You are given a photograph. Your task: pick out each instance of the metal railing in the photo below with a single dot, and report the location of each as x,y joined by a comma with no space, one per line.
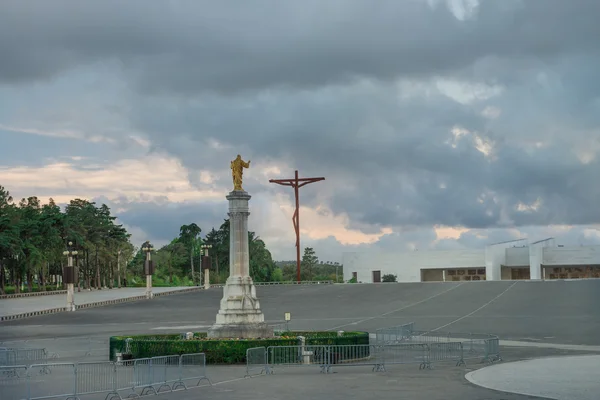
256,361
394,334
65,348
20,356
72,380
482,346
377,356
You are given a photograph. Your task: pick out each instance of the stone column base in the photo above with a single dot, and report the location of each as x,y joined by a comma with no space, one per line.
240,315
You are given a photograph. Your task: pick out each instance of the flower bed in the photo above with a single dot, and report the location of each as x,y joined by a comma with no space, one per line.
221,351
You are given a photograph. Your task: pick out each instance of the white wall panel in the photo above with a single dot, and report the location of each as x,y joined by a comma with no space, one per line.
581,255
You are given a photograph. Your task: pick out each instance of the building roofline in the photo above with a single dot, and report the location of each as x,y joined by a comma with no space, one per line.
543,240
507,241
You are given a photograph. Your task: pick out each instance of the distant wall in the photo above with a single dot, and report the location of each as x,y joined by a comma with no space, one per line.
581,255
517,257
497,260
407,265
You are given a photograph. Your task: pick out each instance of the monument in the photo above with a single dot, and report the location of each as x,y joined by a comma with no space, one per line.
239,315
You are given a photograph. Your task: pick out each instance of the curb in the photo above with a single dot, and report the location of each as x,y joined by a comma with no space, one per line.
16,296
94,304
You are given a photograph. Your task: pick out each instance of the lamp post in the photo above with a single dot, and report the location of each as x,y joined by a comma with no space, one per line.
148,267
205,248
69,276
119,268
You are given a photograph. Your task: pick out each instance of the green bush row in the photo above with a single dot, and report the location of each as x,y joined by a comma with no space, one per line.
222,351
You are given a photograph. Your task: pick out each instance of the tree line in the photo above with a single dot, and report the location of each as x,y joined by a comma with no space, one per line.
33,237
311,269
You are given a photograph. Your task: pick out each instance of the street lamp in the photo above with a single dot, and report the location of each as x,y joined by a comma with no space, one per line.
206,265
119,268
148,267
69,276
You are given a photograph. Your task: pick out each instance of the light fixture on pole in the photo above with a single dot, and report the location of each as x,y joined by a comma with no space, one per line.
206,264
148,267
70,276
287,318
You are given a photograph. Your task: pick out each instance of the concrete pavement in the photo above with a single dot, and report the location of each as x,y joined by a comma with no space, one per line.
28,305
560,378
535,319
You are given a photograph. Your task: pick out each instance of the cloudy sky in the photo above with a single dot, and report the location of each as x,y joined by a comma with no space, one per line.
437,124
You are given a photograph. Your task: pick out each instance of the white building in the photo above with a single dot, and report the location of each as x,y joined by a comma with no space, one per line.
512,260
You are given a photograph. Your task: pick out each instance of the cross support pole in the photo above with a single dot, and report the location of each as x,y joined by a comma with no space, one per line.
296,183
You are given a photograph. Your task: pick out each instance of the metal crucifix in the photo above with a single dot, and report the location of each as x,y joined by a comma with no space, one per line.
296,183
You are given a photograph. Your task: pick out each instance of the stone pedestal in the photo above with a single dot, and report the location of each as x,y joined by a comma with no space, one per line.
239,315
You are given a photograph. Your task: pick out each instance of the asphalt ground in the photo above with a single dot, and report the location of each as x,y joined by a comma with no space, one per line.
560,312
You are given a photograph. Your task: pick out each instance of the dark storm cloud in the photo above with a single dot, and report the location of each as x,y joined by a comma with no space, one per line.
312,84
190,46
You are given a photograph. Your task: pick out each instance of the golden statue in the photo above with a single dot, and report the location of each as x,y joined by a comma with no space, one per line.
237,170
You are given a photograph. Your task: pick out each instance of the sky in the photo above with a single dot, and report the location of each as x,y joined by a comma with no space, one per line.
438,124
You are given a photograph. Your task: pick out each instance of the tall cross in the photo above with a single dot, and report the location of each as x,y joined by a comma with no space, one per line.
296,183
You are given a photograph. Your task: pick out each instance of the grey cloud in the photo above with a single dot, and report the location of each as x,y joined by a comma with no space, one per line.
195,46
382,147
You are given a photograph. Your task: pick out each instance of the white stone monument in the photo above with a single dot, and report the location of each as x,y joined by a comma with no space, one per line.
240,315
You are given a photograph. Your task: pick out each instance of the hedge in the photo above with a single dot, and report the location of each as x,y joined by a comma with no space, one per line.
222,351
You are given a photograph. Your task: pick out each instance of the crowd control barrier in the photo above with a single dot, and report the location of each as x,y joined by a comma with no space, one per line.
114,380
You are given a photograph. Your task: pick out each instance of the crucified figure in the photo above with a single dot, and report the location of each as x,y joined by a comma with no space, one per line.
237,170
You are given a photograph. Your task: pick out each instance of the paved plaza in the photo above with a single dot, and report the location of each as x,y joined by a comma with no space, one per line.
22,305
533,320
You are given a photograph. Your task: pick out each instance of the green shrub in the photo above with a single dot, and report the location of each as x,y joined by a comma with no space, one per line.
222,351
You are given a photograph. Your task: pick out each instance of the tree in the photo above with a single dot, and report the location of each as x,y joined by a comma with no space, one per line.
188,234
309,261
33,237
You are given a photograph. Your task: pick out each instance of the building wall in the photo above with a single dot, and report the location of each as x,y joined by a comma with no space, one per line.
407,265
581,255
497,260
516,257
495,257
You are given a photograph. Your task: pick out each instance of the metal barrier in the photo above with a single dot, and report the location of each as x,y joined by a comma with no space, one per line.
256,359
68,381
72,348
394,334
13,382
446,351
492,350
404,353
353,355
20,356
193,367
476,346
50,381
295,356
98,377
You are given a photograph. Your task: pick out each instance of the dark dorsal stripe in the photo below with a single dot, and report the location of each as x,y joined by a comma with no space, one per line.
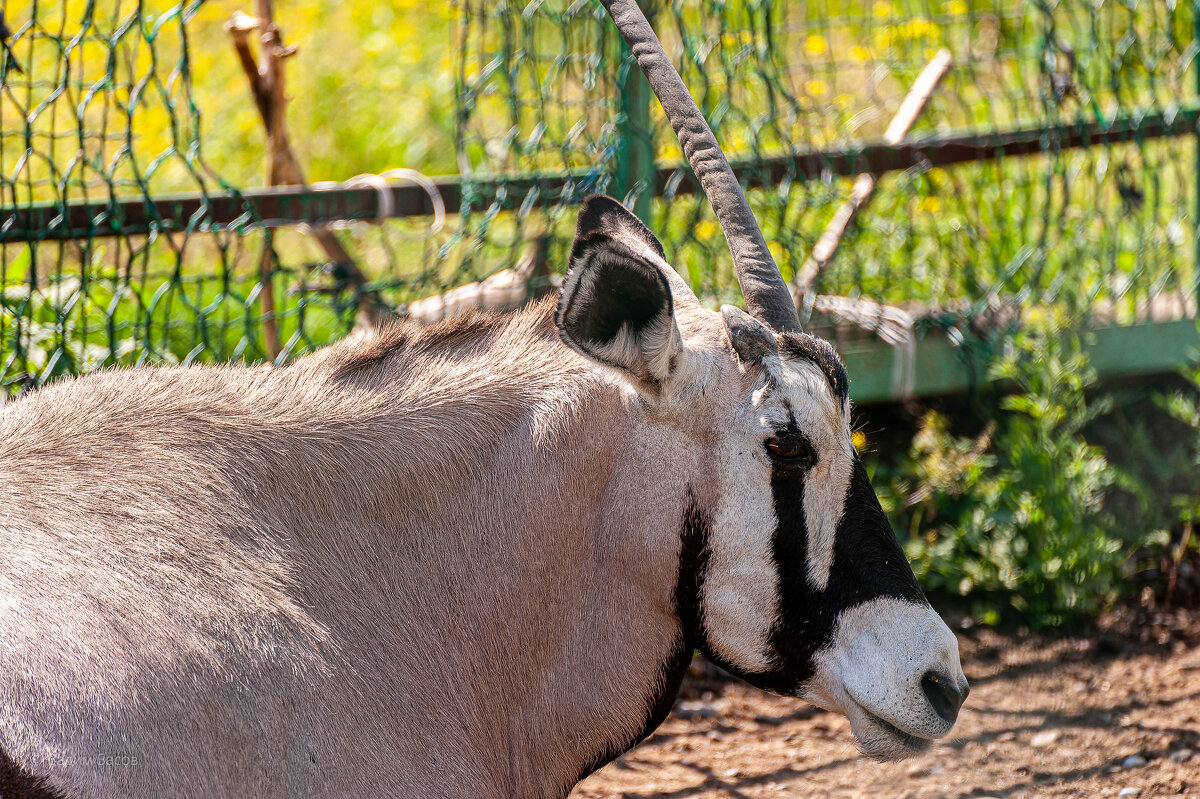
694,535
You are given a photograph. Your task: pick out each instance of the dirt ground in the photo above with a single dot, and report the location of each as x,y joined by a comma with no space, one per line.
1101,716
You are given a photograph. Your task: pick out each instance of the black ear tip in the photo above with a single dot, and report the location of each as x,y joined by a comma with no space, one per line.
603,214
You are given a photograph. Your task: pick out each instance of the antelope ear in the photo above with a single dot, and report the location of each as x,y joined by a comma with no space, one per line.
616,304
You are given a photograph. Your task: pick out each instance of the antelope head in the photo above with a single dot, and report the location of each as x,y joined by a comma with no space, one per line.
797,581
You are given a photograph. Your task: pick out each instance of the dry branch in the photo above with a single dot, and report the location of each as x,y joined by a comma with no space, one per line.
864,184
267,85
505,290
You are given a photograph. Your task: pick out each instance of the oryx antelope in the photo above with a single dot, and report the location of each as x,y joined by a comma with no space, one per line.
465,560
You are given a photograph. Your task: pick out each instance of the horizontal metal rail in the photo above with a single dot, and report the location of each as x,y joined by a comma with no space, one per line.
232,210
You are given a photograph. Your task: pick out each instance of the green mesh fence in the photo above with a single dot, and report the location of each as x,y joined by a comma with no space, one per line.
1093,226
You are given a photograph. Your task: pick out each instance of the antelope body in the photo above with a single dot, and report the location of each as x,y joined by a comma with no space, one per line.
468,560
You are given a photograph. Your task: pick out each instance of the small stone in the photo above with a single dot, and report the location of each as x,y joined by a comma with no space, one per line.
1181,756
1044,738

::::

**About this task**: The expected result is the complete listing above, printed exactly, with no pictures.

**Task answer**:
You are given a photograph. Your task: pick out each instance of the metal railing in the photo below with a single dot, and report the location of each as x,y joined by a comma with no space, one per line.
256,361
394,334
65,348
20,356
72,380
482,346
377,356
You are given a photograph. Your task: pick out each instance of the stone column base in the photo above with a single dot, and report the location of each as x,y joined by a comma with no space, one per line.
240,315
You are given a photograph. Your task: pick out each instance of the flower bed in the photo above with a single dot, and report the location of each as x,y joined by a comma with no space, one per line.
221,351
You are given a photograph. Your task: pick out each instance of the white wall panel in the photo above with a single dot, and report the location of each as x,y joined by a comma with no space, one per line.
581,255
You are given a photograph. Your task: pick out each instance of the building roofline in the photo above with a single dot, and report the location of each as x,y joined by a comma with no space, one per line.
543,240
507,241
You are given a photograph. Your task: pick out each instance of the distant wall in the photo above with a single dot, and report the location of each as x,y joined by a comma with no space, one per line.
581,255
517,257
497,260
407,265
You are given a photograph. Your task: pick out each instance of the monument in the photo above with a single dot, and report the location of each as x,y joined by a comma with no space, one per line.
239,315
You are given a photograph. Your task: pick out each instance of the curb in the photo above with a single dot, and report the location of each as x,y joined by a comma with no space, one per line.
16,296
94,304
You are given a photograph. Your task: pick out each instance of the lamp post in the photo above with a single dot, and report the location of each as x,y joined by a comma with no space, one per line.
148,267
205,248
69,276
119,268
You are given a photograph. Your task: pick out each instance of the green bush row in the photo above with a single dot, and report the location of each as x,y joined by a comma with no space, one per line.
222,351
You are given a photograph. Your task: pick out each instance of the tree line in the photo above with a single dot, and report the location of each as x,y joined by a comma with no space, one per line.
33,237
311,269
You are given a photograph. Your task: pick out each instance of the street lamp in the photo above with a single dot, and report the location of each as x,y joined by a comma with no space, one per line.
206,265
119,268
148,267
69,276
You are given a photograph. Your task: pick out each instance of the light fixture on pole in the photo above with a single dot, and report the location of each as x,y joined by a comma with no space, one per line.
206,264
148,267
70,276
287,318
You are given a photograph. Your task: pick out each instance of the concrete pavement in the photo above with a single dot, and report the location of each as x,y joined by a comma with no space, one per line.
28,305
560,378
535,319
You are given a photograph. Your task: pick out each instance of the cloudy sky in the photo above with a single dot, and report the location of each as x,y joined by a comma with no space, one per line.
437,124
You are given a photograph. Your task: pick out each instance of the white building in the photo above with a single dot, and report the location of each as x,y joined by a comma with no space, one per line.
512,260
You are given a photograph. Your task: pick out each instance of the cross support pole in the photo above with a single dot, and report the location of each as x,y joined by a comma with no space, one per line.
296,183
You are given a photograph. Your task: pick out each instance of the metal crucifix in the photo above with a single dot, and report the location of each as x,y joined by a comma with no space, one per line.
296,183
You are given a photograph. Your task: pick out each instance of the stone pedestal in the photo above with a single dot, and report the location of each as x,y joined by a comma with no space, one per line.
239,315
You are given a photograph. Your task: pick out each instance of the asphalt ground in the photo above with a single dot, and report the location of each as x,y joined by a comma with no space, one per line.
560,312
You are given a photograph. Your task: pick out each instance of the dark storm cloud in the photo above with a single dot, and report the location of each as x,y joined by a comma with no space, one per line.
312,84
190,46
You are given a photograph. Your task: pick out each instance of the golden statue in the photo above with a single dot, and report the location of each as x,y joined by a comma with no space, one per line.
237,170
You are given a photograph. Your task: pick out each instance of the sky in the photo above with a single dot, and report the location of each as x,y joined by a comma with no space, one per line.
438,124
You are given a photograph. Your task: pick out each instance of the tall cross in the photo above with a single dot, and report the location of each as x,y joined by a comma with no space, one per line.
296,183
You are given a photograph. Your task: pick out each instance of the grey cloud in the photo above with a single dot, and report the location of each as x,y joined by a comma with no space, one per line.
195,46
382,147
You are given a photograph. Your task: pick out each instance of the white stone monument in the photo above with a single dot, and report the location of each as x,y joined by a comma with no space, one per line.
240,315
You are given a photograph. Your task: pick out each instance of the hedge in the photo above with a single dot, and report the location of each as x,y joined by a comma with no space, one per line.
222,351
You are given a photograph. Your task: pick out each instance of the crowd control barrier in the photo above with a single dot, and report the location of each as x,y joined by a comma with no space, one per line.
114,380
You are given a photograph. Your task: pick out each instance of the crucified figure in the photo above with a single dot, and report the location of each as x,y joined by a comma with no space, one per line.
237,170
You are given a photograph. Your task: pick out each instance of the paved plaza in the photo above with a single dot, and report the location of each as x,y joined by a comma with no space, one per line.
22,305
533,320
You are given a photograph. Your task: pick out each instance of the green shrub in the photo above with a single dot, and report the location of each as x,y joined by a comma with no space, one per line.
222,351
You are given a photograph. Your task: pick out each instance of the tree in the photo above with a single dot, and report the location of each as x,y joined by a comma with no space, one per line.
188,234
309,261
33,237
You are given a photograph. Your task: pick out each instance of the building wall in the photo above with a single dot, and report the location of each as x,y joined by a comma with no space, one per line.
407,265
581,255
497,260
516,257
495,257
You are given a photograph. Your task: pick out each instance of the metal barrier in the photo above with a single dot, and report the location of each as x,y joined by a comma with no space, one per line.
256,359
68,381
72,348
394,334
13,382
446,351
492,350
404,353
353,355
20,356
193,367
476,346
50,381
295,356
98,377
You are given a photograph. Your task: pick out each instance of the dark dorsal stripe in the photo below with a single dot, and report the location of each as x,y joined by a comma with no space, one per line.
694,535
You are given a photograph. Your task: pick out each instance of the dirt ground in the photo above with a single dot, and report the location of each as x,y joined by a comma with no space, one per line.
1101,716
You are given a photograph. Your task: pick out each instance of the black ear tip in the photo above with a single dot, and report the location of each as x,y joined by a comma with no space, one per line.
603,214
You are given a photograph. Your task: pick out each instance of the antelope ear in the photo above with a single dot, and report the location of each as x,y joined by a comma with no space, one per line.
616,304
You are given a photograph. Your task: pick out each instance of the antelope head in the photo above with a single dot, and report the location of each as x,y joined by a comma with no space, one per line.
797,581
You are given a photograph. Your task: pick out each instance of the dry branch in the photo above with a single dot, and report the location of each as x,y joined by a comma with no space, one per line.
864,184
267,85
505,290
You are given a photograph. Your task: pick out each instance of the oryx antelope in the photo above with a single dot, and report the location of each as x,y joined by a comma with no space, one per line.
465,560
You are given a photograph. Your task: pick out each instance of the horizontal metal rail in the photo above with a single dot, and report the location of each as x,y joined by a comma with no space, one per line.
232,210
You are given a photograph. Your task: pick out each instance of the green mesh fence in the photo above with a single dot, and report the location of each as x,y joined by a comma with no space, one per line.
1093,226
You are given a photograph. Your task: pick out each instance of the antelope body in the photo above with a single dot, and report the location of each as x,y joined by a comma with no space, one per line.
468,560
You are given a photograph. Your task: pick out each instance of the small stone in the photo above with a single dot, and report the location of each as x,y joined by a comma with no space, one per line.
1181,756
1044,738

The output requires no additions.